» Short task: Show every line of the data below that contains the string "backrest", copying each line in full.

» Supplied material:
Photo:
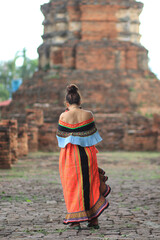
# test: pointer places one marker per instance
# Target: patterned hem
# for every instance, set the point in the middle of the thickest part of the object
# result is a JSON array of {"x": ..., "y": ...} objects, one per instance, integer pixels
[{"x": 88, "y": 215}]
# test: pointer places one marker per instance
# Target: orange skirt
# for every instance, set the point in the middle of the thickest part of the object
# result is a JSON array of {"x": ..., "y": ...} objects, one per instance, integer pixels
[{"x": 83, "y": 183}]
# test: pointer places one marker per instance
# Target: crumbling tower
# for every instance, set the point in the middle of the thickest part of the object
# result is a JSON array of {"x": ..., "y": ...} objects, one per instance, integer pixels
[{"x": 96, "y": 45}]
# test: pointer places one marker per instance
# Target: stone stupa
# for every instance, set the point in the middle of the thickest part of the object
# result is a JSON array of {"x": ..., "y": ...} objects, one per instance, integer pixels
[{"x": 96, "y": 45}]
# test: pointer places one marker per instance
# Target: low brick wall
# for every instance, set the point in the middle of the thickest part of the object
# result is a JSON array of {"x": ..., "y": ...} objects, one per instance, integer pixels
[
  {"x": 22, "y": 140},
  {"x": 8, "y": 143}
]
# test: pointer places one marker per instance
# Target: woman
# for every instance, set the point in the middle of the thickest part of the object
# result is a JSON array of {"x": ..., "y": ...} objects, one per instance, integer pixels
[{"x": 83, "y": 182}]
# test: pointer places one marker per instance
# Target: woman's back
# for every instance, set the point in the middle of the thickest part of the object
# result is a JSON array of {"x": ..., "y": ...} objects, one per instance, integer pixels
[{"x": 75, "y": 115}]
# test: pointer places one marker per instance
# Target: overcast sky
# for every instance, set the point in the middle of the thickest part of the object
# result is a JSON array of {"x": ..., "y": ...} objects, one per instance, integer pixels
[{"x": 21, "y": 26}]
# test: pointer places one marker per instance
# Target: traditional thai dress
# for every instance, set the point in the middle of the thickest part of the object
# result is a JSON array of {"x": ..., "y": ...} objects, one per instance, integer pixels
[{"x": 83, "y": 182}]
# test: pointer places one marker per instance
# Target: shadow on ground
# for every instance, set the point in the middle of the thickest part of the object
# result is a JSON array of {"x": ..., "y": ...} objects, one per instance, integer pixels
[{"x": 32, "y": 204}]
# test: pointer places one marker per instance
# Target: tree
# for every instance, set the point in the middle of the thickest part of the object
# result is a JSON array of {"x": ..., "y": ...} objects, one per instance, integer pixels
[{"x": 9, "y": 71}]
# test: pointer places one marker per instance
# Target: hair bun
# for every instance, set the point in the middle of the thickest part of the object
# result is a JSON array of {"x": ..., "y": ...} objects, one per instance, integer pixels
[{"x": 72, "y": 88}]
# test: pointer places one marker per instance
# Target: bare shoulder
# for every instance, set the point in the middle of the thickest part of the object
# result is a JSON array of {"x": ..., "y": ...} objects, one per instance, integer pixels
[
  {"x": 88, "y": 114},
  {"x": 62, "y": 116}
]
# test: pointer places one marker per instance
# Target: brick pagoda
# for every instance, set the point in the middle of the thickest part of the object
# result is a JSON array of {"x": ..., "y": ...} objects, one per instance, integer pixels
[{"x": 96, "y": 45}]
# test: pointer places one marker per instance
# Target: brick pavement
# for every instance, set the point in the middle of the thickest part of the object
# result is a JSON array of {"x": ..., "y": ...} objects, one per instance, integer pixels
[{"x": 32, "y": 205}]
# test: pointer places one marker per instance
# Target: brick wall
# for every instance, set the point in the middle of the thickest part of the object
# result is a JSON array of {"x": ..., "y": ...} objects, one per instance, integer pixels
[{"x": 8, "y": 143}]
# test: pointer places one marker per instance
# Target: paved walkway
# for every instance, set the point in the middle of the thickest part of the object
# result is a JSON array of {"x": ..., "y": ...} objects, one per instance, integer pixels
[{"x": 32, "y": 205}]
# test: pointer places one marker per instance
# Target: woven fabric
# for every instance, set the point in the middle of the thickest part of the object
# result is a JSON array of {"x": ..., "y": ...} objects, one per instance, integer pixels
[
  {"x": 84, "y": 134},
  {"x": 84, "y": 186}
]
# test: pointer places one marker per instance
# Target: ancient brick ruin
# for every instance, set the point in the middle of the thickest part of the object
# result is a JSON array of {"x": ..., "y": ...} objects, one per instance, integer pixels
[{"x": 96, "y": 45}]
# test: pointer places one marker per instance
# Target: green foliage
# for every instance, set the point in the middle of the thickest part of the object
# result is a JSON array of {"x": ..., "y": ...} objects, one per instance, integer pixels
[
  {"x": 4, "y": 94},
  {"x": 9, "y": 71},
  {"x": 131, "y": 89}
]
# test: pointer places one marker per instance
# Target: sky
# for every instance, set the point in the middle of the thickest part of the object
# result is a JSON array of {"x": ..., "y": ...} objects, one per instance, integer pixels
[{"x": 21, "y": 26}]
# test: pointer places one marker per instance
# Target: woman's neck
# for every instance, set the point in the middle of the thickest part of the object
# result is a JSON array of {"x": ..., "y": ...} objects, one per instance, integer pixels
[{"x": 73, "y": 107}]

* * *

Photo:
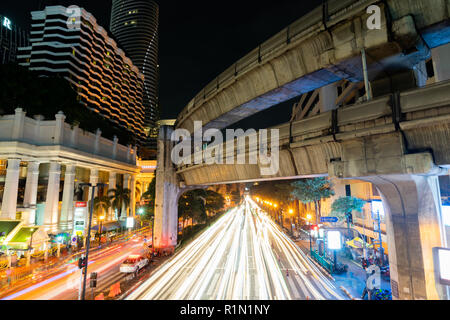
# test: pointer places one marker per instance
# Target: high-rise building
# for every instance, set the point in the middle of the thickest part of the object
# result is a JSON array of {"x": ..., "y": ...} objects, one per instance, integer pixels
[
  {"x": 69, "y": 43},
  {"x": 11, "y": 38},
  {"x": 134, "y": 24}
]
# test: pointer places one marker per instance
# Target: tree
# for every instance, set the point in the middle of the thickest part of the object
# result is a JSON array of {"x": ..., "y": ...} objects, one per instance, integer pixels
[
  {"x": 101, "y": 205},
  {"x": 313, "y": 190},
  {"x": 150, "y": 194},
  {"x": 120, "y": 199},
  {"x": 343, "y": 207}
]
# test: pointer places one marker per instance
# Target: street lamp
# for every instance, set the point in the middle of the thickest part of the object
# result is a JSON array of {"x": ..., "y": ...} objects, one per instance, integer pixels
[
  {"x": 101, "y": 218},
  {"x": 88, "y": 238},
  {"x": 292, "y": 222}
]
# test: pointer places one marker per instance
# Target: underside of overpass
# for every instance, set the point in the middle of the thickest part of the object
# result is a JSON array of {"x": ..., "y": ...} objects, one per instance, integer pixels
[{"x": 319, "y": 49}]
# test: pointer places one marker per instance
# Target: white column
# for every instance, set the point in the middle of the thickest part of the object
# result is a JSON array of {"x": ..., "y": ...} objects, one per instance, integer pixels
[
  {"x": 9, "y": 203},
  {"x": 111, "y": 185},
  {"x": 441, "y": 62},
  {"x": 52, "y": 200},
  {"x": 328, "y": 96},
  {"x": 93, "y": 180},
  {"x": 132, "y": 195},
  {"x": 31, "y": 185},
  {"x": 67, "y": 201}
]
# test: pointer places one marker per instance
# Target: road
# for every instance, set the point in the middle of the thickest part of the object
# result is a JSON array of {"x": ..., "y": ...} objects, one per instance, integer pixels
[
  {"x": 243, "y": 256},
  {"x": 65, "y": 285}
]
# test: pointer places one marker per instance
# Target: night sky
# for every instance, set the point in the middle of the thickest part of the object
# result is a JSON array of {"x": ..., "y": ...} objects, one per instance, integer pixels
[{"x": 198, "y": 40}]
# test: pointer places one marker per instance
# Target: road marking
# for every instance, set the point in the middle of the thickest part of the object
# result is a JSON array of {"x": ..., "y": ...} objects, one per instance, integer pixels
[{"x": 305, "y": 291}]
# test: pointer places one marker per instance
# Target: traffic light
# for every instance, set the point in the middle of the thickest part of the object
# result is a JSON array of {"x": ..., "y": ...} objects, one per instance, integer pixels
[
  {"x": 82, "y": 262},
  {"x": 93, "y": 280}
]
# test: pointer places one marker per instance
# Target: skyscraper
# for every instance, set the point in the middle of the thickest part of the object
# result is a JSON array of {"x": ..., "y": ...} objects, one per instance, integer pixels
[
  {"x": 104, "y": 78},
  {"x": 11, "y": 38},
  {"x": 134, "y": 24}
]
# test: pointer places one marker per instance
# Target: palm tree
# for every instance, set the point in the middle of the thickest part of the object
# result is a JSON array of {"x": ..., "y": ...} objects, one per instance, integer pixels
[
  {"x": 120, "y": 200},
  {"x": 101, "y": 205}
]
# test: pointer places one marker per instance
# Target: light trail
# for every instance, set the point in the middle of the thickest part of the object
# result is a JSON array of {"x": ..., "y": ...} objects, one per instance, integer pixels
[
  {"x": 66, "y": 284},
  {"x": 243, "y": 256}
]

---

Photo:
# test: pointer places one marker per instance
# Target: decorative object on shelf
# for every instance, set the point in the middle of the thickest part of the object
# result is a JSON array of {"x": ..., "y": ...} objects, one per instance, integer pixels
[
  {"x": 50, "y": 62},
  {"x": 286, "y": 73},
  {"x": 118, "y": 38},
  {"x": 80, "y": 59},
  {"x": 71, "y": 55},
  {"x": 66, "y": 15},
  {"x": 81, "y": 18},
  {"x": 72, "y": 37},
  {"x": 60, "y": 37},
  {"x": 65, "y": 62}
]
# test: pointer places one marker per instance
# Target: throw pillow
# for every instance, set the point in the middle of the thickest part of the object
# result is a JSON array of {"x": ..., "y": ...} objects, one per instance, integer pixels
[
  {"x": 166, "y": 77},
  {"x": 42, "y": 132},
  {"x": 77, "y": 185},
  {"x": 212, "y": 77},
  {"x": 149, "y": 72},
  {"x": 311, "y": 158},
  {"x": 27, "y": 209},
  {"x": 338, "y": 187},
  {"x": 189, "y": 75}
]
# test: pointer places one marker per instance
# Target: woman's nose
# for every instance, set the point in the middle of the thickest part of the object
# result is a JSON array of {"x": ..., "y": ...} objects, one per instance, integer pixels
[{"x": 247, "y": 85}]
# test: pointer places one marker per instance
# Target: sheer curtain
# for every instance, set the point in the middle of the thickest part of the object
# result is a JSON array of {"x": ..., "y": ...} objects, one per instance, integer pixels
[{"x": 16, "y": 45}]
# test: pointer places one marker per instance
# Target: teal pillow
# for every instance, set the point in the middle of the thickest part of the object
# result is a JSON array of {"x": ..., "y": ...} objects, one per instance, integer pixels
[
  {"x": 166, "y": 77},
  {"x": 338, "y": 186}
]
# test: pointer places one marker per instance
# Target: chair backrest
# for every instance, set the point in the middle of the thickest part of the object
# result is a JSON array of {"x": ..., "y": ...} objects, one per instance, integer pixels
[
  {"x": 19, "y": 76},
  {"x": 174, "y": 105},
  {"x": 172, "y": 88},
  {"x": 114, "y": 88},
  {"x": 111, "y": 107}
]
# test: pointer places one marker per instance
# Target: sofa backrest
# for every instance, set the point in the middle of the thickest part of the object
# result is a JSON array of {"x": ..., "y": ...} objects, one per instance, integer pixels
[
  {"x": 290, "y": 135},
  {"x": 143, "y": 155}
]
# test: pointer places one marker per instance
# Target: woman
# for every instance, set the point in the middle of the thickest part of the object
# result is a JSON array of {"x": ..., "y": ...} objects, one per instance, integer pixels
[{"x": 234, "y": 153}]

» Completed task:
# Target: chair backrest
# Target: sofa backrest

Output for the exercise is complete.